What is expected. How many lines in the records that follow contain the string "below", with case counted so that only exact-case matches qualify? Reply with the number alone.

Raw data.
* * * * *

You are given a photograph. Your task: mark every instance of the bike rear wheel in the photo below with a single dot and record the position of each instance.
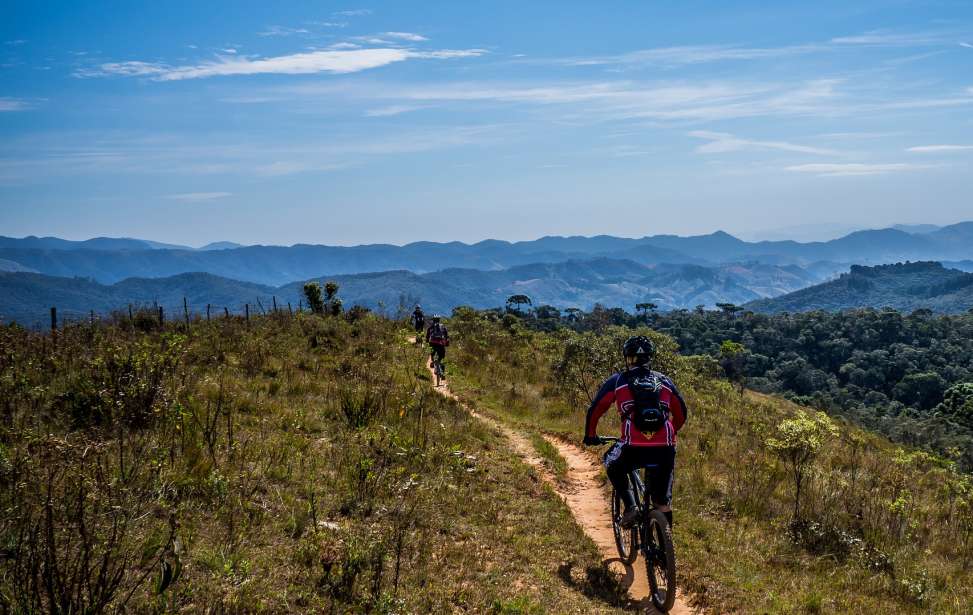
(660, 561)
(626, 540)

* * * * *

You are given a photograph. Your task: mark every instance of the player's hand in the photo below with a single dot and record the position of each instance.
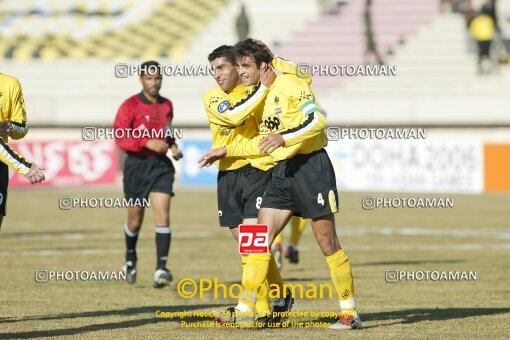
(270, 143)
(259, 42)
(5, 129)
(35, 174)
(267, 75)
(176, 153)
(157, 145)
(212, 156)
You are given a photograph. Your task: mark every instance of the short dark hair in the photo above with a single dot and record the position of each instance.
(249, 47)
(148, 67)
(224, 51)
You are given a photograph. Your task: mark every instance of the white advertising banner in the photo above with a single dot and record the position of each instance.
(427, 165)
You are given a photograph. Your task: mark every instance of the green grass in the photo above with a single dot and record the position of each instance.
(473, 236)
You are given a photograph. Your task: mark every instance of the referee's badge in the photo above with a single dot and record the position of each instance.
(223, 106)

* * * * *

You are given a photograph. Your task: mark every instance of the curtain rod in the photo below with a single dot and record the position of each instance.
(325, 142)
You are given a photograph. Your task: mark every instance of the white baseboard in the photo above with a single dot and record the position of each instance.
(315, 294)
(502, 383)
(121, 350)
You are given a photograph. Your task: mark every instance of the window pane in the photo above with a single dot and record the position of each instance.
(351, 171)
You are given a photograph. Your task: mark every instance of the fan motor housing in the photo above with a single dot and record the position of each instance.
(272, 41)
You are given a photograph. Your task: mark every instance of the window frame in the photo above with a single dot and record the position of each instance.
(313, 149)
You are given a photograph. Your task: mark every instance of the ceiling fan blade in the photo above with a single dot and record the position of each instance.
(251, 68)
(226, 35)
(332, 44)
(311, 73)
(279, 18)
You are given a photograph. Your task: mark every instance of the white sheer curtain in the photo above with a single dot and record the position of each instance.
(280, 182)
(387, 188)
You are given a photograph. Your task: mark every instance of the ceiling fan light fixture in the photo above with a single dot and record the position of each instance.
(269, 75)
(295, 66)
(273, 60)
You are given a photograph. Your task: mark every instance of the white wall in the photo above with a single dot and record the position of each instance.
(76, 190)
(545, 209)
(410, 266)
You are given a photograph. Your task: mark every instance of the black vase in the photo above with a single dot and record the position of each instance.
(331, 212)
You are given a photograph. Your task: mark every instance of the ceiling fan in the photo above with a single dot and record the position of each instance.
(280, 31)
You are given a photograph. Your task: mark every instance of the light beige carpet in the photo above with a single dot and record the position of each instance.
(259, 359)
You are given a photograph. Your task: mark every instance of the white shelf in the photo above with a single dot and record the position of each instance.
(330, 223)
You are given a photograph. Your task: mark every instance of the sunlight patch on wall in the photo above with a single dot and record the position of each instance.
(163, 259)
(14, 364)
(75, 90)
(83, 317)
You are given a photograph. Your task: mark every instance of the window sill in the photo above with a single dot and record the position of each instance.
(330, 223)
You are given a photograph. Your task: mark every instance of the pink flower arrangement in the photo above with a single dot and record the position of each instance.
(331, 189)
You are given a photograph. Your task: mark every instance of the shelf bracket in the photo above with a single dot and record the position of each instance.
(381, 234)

* * * * *

Task result. 3